:: Task goal ::
Leave the pictures out and write out exactly the lines from the top of the entries through the line containing "# test: pointer marks the chair armrest".

##########

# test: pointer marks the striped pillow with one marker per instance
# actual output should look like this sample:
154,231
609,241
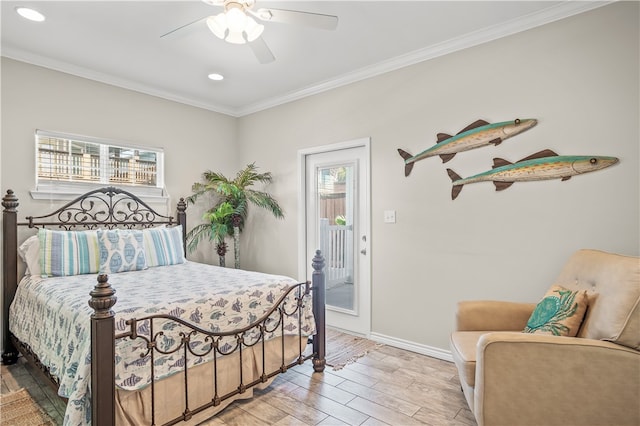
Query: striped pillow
163,246
64,253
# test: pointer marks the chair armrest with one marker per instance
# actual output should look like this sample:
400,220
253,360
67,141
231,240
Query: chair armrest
481,315
552,380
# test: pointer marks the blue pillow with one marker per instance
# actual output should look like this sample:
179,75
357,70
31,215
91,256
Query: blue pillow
121,251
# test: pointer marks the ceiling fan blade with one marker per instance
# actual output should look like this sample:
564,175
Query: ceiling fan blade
176,30
297,17
262,51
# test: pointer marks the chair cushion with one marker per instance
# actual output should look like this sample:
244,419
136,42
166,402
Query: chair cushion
463,349
612,282
559,313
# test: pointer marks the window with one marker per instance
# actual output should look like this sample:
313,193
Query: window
69,164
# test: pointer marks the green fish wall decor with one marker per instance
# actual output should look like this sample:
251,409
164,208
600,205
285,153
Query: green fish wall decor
542,165
476,135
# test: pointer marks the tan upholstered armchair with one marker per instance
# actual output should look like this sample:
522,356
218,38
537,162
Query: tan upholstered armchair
513,378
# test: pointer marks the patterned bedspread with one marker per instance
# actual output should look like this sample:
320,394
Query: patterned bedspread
52,316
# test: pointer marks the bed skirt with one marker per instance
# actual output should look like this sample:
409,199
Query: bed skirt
133,408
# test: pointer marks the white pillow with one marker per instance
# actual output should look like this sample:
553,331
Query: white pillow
29,252
163,246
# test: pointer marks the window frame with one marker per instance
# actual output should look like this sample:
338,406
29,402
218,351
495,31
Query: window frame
69,189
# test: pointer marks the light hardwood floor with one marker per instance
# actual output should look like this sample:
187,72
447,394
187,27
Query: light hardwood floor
389,386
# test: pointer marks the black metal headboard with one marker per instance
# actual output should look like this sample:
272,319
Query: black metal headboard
108,207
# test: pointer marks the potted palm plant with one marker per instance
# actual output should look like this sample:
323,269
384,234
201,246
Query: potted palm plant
215,228
232,199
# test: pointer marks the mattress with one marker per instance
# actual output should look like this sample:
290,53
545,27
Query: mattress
52,317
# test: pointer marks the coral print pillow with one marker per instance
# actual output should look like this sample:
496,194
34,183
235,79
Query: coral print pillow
560,312
121,251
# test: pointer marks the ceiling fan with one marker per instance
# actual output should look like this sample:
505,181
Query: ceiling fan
236,24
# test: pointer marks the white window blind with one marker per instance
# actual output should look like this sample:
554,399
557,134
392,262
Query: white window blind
73,164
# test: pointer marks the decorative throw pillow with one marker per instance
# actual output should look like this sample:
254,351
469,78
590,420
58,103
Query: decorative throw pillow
163,246
64,253
121,251
560,312
29,252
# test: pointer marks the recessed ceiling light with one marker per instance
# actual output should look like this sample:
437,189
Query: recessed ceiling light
30,14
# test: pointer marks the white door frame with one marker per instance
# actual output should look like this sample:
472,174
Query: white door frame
302,211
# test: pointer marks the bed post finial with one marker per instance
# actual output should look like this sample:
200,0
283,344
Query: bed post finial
182,220
319,340
9,270
103,349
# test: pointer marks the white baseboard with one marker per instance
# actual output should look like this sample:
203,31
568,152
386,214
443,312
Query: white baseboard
412,346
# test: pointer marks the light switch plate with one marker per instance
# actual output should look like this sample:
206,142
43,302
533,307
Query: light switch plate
389,216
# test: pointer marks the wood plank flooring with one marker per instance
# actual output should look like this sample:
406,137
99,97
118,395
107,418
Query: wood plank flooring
388,386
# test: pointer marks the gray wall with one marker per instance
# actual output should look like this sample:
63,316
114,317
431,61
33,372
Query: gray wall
33,98
578,77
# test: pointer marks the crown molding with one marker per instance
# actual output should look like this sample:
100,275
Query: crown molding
560,11
563,10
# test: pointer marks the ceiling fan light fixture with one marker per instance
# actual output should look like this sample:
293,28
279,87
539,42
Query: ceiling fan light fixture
253,29
30,14
236,20
235,38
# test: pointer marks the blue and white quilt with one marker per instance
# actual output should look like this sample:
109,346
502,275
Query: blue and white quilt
52,316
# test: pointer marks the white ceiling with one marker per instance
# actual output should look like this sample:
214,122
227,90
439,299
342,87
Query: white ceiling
118,42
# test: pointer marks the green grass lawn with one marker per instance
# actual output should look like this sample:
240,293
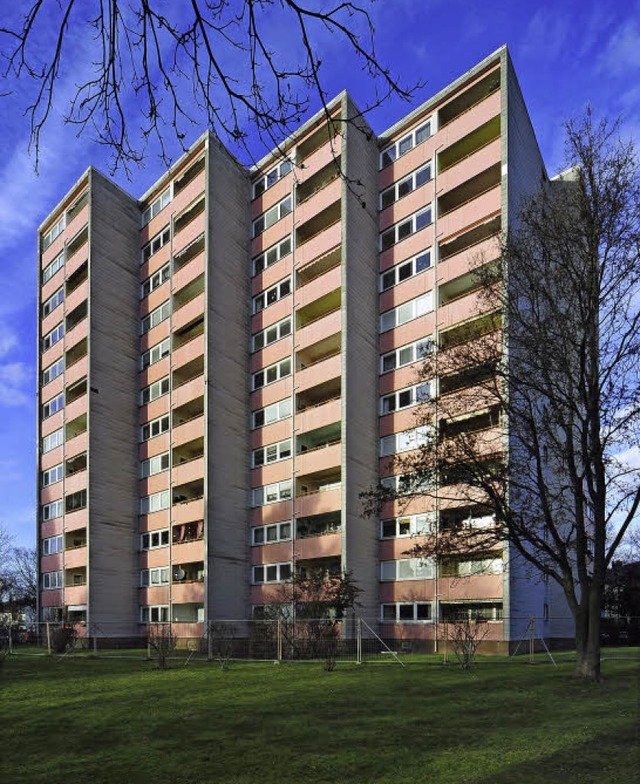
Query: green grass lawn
116,720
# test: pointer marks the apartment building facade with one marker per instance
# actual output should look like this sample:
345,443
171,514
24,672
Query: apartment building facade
227,362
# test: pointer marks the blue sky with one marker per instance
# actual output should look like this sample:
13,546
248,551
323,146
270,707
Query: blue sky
567,53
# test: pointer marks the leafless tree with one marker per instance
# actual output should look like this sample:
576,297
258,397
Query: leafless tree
151,69
551,367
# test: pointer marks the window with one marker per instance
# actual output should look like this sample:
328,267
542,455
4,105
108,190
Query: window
271,255
154,428
75,501
406,440
52,580
406,312
271,573
155,317
155,281
55,231
269,179
154,539
268,534
50,270
56,334
154,465
53,371
273,413
408,142
154,244
405,228
405,612
52,406
154,391
404,186
157,613
155,353
405,270
271,453
404,398
52,545
271,295
408,525
155,502
271,334
407,569
151,577
159,204
53,440
52,475
271,374
271,494
52,303
271,216
51,511
406,355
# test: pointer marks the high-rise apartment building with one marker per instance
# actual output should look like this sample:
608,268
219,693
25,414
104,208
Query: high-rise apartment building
227,362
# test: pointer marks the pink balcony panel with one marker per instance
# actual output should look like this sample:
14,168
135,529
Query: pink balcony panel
271,354
319,373
188,272
319,201
75,558
411,246
476,116
77,371
406,333
408,289
191,350
154,446
51,423
188,431
319,503
78,407
469,167
462,262
188,312
271,513
471,214
272,553
271,393
329,545
273,234
319,245
75,520
188,391
187,593
274,472
76,482
319,416
188,512
77,296
271,196
318,459
271,314
318,287
480,586
78,333
270,434
407,205
281,269
51,598
188,472
188,552
51,563
75,594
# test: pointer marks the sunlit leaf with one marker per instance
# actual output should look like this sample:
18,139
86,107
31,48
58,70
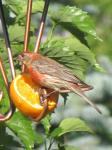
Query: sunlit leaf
72,18
70,52
70,125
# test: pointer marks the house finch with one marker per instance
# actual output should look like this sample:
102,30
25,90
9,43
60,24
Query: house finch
50,74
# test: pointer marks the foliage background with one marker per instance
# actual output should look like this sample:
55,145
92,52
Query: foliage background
82,40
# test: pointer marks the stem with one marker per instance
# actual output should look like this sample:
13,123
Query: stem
42,24
27,29
51,143
51,31
28,20
7,40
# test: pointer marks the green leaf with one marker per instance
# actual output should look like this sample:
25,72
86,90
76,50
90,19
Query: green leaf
70,125
70,52
22,127
46,123
16,33
73,18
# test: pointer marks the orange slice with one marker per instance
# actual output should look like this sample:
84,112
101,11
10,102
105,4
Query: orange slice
25,96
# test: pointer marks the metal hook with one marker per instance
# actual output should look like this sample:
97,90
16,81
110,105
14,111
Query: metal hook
42,24
27,29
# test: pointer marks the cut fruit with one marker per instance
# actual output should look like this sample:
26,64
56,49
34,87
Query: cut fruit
25,96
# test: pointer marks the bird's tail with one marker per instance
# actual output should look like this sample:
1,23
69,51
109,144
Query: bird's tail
78,91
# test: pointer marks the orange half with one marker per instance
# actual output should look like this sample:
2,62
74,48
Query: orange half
25,96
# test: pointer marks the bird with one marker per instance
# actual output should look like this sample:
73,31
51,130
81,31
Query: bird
50,74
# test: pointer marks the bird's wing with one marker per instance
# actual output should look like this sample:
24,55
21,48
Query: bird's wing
48,66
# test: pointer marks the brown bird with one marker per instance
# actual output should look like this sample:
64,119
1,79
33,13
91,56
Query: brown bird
50,74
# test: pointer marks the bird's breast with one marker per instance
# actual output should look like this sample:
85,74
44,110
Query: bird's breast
36,76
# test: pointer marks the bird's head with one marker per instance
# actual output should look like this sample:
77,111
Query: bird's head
27,57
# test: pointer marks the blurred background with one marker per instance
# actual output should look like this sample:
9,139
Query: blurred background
101,12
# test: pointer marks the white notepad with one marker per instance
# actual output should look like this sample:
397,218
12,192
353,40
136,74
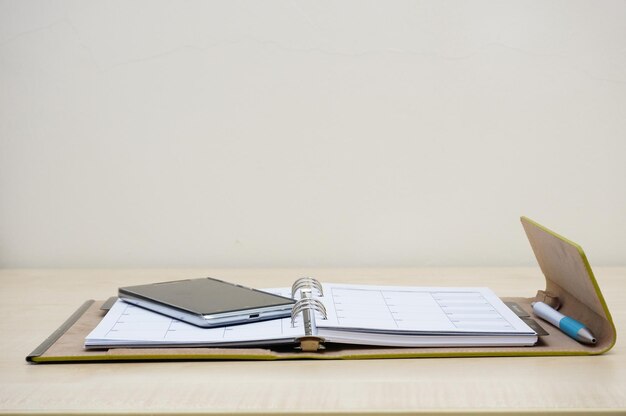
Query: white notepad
354,314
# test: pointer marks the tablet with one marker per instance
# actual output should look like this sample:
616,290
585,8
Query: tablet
208,302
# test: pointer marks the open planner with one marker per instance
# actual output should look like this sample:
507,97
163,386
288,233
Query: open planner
360,321
396,316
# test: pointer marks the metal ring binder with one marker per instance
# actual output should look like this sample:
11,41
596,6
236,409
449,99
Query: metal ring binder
306,282
307,305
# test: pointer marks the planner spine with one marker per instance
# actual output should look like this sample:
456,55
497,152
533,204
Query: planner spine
308,306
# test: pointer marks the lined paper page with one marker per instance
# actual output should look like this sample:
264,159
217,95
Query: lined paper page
418,309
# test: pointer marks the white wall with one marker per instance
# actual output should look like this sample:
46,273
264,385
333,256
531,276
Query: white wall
321,133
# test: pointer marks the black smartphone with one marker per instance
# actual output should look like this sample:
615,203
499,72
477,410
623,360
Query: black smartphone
208,302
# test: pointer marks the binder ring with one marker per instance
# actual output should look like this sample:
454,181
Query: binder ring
307,304
306,282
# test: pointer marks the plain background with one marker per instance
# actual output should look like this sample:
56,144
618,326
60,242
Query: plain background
321,133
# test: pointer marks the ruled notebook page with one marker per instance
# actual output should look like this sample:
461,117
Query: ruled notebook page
449,310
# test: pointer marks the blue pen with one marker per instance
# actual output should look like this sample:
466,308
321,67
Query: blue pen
571,327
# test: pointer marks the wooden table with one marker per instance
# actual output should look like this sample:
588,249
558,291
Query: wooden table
36,302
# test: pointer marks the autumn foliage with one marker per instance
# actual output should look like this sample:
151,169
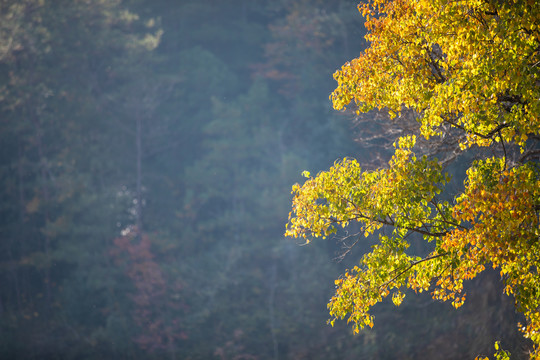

##########

:: Response ::
# test: pointer marks the striped pillow with one marker per instance
# actual output should look like this sample:
154,231
609,241
Query: striped pillow
163,246
64,253
# test: pointer marks the chair armrest with one marker per instance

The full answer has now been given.